-- Exercise instructions --
In the dementia article, rewrite the passage that opens with "What does dementia" and closes with "others do not.", replacing "workplace" with "workforce".
[[ Source text open ]]
Tag Archives: stigma

The People You Don’t See When You Picture Dementia

What does dementia look like?

Not figuratively—but literally?

When you picture a person with dementia, who do you picture?

Typically, we think of frail old people, looking confused, completely dependent on others, living in nursing homes, unable to carry on a conversation.

We rely on stereotypes to decide what certain groups “look like,” and people living with dementia are no different.

You should know that 10% of those with dementia are under the age of 65. Only about 20% live in a nursing home, assisted living, or memory care at a given time.

Some are in the workplace. Many are serving our communities with purpose and living lives of meaning. Some people with dementia have depression, but others do not.

They are just as diverse as the rest of us.

I remember a holiday season about 25 years ago. We were visiting my grandmother. She was working at a liquor store. She came home from work on Christmas Eve and let us know that–for the first time–she had some gay customers at the liquor store.

My grandmother was open-minded. She was not at all bothered about her gay customers, but she was really convinced that this was the first time she had gay customers.

She had a picture in her mind of how gay people would appear, and apparently this was the first time anyone fit into the box. Statistically, it would have been virtually impossible that these were her first gay customers.

I’ve had people who are waiters in restaurants tell me that they’ve never waited on anyone living with dementia. At one point, I tried to convince the owner of a bookstore to make his business dementia friendly. He told me that no one with dementia had ever been to his bookstore.

And there was the time that I had a conversation with a manager at a hotel about ways to make travel more dementia friendly.

“It’s not like people with dementia actually travel. I’ve never seen one at this hotel,” he said.

We still lack understanding that there are people with dementia living in our communities–just doing their thing. They aren’t wearing special bracelets and they aren’t labeled with tattoos.

They are just people, like the rest of us.

My team is passionate about doing dementia education for those who work in residential senior care.

But it can’t end there.

We need communities to start understanding that people living with dementia are among their residents.

They’re not really unique or special. We should not patronize or underestimate them. A diagnosis does not erase a person’s values or humanity.

When we talk over them or assume incompetence, we create barriers that are as limiting (more limiting) than the condition itself.

I get frustrated with the “before and after” dementia narratives. Those stories reduce a person to a single decline arc and imply that everything meaningful existed only in the past–before the dementia. A more honest approach focuses on adaptation: what has changed, what remains, and what kinds of support are helpful.

That same thinking shows up in how we expect dementia to be visible and obvious. When we rely on decline-based narratives, we also start looking for a certain “look” to confirm our own expectations.

Dementia does not have a look.

The sooner we stop searching for visual markers and start assuming variability, the closer we get to communities that actually know how to include people living with dementia.
[[ Source text closed ]]
[[ Record set open ]]
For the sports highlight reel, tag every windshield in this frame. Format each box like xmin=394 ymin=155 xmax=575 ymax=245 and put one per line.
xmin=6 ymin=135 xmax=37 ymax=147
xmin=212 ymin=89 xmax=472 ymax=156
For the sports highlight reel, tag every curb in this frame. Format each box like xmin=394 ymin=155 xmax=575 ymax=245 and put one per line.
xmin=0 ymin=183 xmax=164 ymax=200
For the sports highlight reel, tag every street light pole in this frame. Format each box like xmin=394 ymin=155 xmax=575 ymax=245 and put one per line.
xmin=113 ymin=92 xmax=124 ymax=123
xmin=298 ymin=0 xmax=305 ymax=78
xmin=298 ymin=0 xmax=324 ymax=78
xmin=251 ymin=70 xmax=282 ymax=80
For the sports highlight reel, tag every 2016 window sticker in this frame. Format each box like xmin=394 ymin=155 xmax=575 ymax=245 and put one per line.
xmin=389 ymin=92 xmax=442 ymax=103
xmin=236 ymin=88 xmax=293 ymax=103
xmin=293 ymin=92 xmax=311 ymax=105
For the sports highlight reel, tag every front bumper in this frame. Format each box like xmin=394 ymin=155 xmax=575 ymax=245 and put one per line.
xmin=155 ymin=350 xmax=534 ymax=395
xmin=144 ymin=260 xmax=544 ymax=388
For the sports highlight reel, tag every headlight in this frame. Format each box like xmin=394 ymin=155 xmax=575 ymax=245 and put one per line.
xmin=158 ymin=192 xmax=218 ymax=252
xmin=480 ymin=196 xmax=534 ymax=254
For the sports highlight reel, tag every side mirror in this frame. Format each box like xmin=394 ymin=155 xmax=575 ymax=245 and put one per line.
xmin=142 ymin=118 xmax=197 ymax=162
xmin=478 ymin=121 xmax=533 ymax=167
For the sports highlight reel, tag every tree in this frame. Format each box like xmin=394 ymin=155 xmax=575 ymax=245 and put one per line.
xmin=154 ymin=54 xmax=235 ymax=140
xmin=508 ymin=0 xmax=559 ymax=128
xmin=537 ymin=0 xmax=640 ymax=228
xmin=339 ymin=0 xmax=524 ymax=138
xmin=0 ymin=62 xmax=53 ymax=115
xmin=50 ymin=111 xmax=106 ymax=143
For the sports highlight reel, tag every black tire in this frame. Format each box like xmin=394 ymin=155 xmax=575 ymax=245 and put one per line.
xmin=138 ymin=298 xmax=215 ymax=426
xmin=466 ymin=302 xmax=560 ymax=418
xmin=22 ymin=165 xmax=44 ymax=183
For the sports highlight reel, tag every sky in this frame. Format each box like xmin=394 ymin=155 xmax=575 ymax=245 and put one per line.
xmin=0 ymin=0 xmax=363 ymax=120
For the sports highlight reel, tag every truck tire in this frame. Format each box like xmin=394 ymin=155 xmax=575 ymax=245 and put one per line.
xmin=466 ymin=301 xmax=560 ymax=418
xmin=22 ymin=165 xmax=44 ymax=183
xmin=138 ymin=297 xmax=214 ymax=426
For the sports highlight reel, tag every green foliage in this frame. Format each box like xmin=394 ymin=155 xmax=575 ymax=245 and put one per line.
[[ Record set closed ]]
-- Solution below --
What does dementia look like?

Not figuratively—but literally?

When you picture a person with dementia, who do you picture?

Typically, we think of frail old people, looking confused, completely dependent on others, living in nursing homes, unable to carry on a conversation.

We rely on stereotypes to decide what certain groups “look like,” and people living with dementia are no different.

You should know that 10% of those with dementia are under the age of 65. Only about 20% live in a nursing home, assisted living, or memory care at a given time.

Some are in the workforce. Many are serving our communities with purpose and living lives of meaning. Some people with dementia have depression, but others do not.